▸ **Record list**:
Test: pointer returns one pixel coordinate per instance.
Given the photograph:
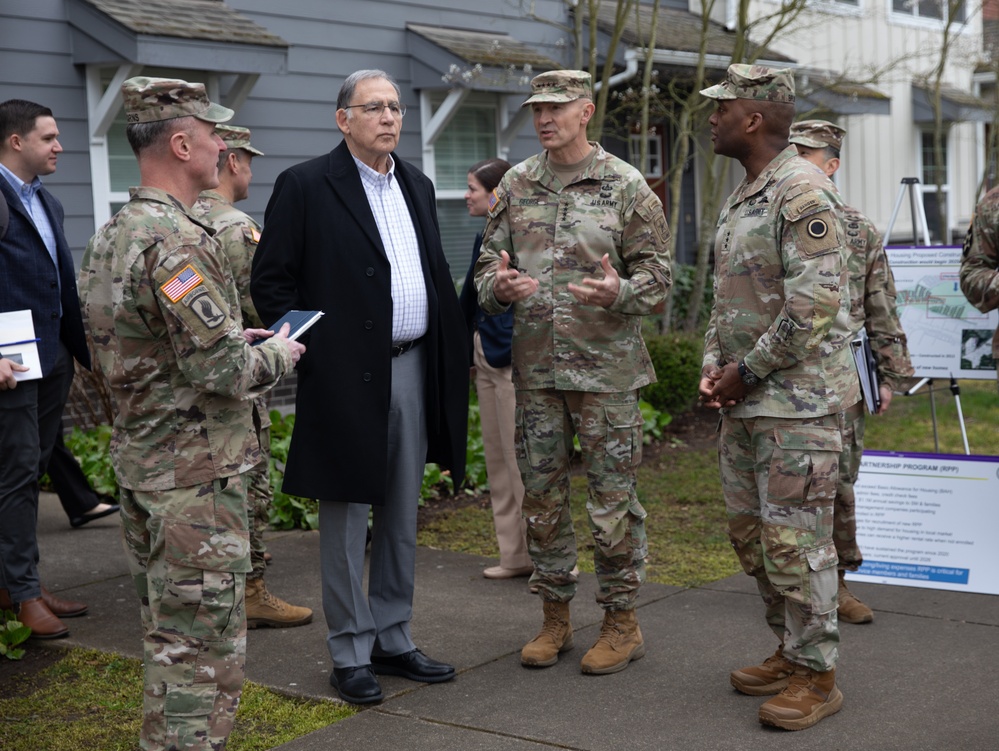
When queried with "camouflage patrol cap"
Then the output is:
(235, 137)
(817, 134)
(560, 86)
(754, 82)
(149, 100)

▸ **Task statement**: Edit the material above so that "photograph" reads "image", with everything else unchanged, and omit the pictures from the result.

▸ **Full output**:
Test: pointer returns one pixel coordinate per instance.
Given the image:
When queried with "camouflage patrol cap"
Then the output is:
(235, 137)
(817, 134)
(560, 86)
(754, 82)
(149, 100)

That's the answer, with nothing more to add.